[Opening Source passage section]
The Medici Effect

The Medici Effect - Mind Map

In this post, I present a mind map of the book The Medici Effect: Breakthrough Insights at the Intersection of Ideas, Concepts, and Cultures, along with a quick review of the book (to skip directly to the mind map, click here).

Step Into the Intersection

In The Medici Effect, author Frans Johansson explores one simple yet profound insight about innovation: in the intersection of different fields, disciplines and cultures, there’s an abundance of extraordinary new ideas to be explored.

Putting together ideas from different areas — ideas that were always seen as completely apart — can easily generate an explosion of new ideas. And since the best way to have great ideas is to have lots of ideas, the best chances for innovation are at those intersections.

The book makes a case for learning broadly and the importance of keeping a curious attitude. This comes as an inspiring invitation to explore other areas than our own and as a reminder to always pursue our ‘side’ interests.

Johansson shares many interesting stories of cross-pollination between disciplines, as he does in his blog. Ecologists helping logistics experts to plan truck routes more efficiently, or astronomers unintentionally unraveling old ecology mysteries: the intersections are literally everywhere.
[Closing Source passage section]
[Opening Dataset excerpts section]
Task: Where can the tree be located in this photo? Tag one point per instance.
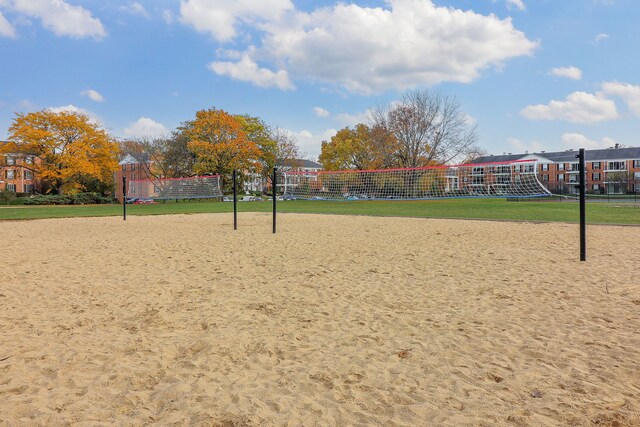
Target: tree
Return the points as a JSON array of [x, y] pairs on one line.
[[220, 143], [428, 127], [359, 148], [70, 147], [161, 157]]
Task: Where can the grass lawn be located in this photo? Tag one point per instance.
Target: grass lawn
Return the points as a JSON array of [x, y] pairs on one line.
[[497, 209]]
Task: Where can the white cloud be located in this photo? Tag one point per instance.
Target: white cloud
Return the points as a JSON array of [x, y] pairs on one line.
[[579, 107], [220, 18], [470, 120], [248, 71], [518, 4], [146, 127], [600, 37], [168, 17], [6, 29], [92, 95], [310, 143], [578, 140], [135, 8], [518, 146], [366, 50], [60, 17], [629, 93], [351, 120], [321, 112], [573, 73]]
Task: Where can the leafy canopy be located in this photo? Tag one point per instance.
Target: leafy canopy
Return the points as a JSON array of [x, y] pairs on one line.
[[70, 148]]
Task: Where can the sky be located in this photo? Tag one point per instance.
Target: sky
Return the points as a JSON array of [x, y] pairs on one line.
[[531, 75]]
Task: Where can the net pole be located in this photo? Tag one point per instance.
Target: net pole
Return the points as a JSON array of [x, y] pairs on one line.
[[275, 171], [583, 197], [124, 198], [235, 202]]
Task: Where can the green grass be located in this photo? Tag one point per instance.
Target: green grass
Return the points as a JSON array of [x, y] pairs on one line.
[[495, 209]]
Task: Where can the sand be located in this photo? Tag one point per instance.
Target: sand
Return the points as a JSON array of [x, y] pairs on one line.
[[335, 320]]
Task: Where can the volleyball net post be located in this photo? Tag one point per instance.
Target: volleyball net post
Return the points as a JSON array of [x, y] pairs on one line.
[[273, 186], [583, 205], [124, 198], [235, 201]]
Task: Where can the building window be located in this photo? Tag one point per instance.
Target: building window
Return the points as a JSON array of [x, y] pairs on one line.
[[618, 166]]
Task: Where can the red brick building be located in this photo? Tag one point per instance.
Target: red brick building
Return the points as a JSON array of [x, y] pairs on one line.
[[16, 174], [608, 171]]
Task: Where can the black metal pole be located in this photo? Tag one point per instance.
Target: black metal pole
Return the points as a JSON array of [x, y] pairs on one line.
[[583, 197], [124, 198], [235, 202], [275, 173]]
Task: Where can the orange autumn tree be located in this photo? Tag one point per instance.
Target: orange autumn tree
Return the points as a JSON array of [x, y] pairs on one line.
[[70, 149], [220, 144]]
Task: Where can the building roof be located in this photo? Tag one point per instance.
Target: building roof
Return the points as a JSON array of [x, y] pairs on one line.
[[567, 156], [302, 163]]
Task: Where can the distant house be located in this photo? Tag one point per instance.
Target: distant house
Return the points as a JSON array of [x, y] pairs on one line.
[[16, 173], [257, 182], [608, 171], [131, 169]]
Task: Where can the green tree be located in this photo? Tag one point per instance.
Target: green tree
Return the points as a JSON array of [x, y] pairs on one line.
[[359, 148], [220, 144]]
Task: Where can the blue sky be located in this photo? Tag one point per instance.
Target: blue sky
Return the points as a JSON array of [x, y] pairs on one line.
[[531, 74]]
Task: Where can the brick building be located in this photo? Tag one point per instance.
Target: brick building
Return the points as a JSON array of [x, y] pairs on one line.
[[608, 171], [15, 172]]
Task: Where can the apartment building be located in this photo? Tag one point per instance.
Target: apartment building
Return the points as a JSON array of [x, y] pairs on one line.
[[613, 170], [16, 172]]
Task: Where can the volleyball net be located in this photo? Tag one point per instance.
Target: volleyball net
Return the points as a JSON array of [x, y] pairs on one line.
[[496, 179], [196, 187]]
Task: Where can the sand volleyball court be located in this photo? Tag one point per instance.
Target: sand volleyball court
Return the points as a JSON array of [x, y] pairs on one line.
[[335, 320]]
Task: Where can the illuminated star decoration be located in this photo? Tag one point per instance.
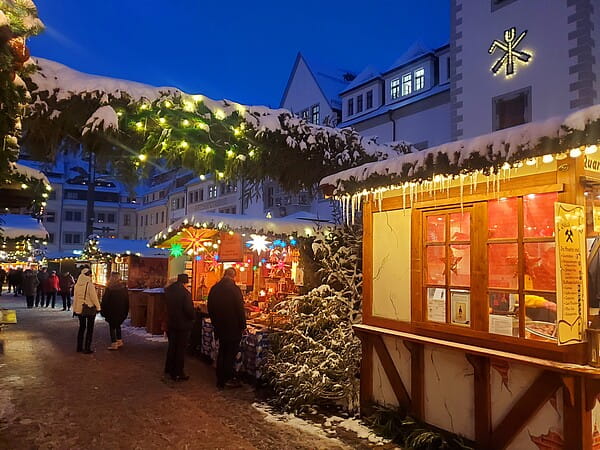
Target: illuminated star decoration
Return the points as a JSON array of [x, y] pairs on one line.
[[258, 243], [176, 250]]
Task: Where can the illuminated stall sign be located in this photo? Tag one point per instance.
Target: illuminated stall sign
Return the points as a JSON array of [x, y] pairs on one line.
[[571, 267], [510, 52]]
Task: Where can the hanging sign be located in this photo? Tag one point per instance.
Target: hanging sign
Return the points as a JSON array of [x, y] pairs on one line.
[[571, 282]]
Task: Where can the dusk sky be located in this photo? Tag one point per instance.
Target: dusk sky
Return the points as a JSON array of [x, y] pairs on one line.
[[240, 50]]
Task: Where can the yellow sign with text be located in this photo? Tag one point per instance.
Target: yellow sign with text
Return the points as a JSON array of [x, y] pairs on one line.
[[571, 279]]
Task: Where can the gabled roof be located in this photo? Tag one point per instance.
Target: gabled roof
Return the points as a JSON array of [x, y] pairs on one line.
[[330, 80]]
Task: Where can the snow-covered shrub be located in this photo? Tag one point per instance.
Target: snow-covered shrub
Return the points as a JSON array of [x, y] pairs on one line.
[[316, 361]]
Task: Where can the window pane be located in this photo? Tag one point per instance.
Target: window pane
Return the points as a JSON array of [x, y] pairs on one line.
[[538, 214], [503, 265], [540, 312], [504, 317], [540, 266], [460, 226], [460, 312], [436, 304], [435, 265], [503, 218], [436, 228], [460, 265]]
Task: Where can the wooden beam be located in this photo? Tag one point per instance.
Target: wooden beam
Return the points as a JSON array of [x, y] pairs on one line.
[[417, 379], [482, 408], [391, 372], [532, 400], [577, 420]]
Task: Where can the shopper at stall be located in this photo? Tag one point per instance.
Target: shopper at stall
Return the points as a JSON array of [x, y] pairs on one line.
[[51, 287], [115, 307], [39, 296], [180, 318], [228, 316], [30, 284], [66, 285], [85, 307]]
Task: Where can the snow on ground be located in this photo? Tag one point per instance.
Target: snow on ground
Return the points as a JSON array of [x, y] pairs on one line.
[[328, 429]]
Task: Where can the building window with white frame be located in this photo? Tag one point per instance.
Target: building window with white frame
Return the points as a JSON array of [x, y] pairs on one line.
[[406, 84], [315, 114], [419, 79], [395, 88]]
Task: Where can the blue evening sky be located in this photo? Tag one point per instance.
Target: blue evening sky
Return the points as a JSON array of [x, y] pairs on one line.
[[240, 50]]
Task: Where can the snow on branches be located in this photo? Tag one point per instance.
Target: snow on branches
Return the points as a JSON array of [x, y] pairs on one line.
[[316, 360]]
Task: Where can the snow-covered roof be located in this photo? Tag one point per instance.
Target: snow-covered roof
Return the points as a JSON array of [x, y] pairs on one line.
[Closing Dataset excerpts section]
Things to do:
[A] Transcribe the review of The Medici Effect between "In this post, I" and "at those intersections.", inclusive.
[B] Pick up the review of The Medici Effect after its last sentence and keep writing it.

Results for the exercise:
[A]
In this post, I present a mind map of the book The Medici Effect: Breakthrough Insights at the Intersection of Ideas, Concepts, and Cultures, along with a quick review of the book (to skip directly to the mind map, click here).

Step Into the Intersection

In The Medici Effect, author Frans Johansson explores one simple yet profound insight about innovation: in the intersection of different fields, disciplines and cultures, there’s an abundance of extraordinary new ideas to be explored.

Putting together ideas from different areas — ideas that were always seen as completely apart — can easily generate an explosion of new ideas. And since the best way to have great ideas is to have lots of ideas, the best chances for innovation are at those intersections.

[B]
Idea Generation and Execution

What I really like about this book is that it doesn’t focus solely on the dynamics of generating innovative ideas: it goes on to discuss the implementation of ideas. All of us have great ideas every now and then. However, a great idea alone is never enough for true innovation: the bottleneck for innovation usually lies in executing your ideas.

And that is largely because there are many psychological barriers associated with pursuing novel ideas: fear of failure, social rejection, or risking one’s reputation — just to mention a few. Discussing these barriers and giving tips to overcome them makes the book even more practical and useful.

Interested? Get It All for Free.

Great news: Nicely for us, author Frans Johansson made the full book available as a free download in his website. If you don’t mind reading on the computer screen, you can’t miss the opportunity to read a great book for free.

As for the book summary, here it is in three flavors:

The Medici Effect Book

Get the mind map for The Medici Effect:

Next Book, Please?

I usually get positive feedback for the book summaries I present here, so I will keep posting them. I have some books in my reading queue and since I’m not quite sure what to read next, I figured I should ask my readers.

Let me know what to read next by taking the poll below. These are the books I currently have in my reading queue — let’s hope they’re good enough to deserve a summary: if you have another suggestion, please let me know in the comments and I could maybe add it to my next Amazon shipment. Thanks!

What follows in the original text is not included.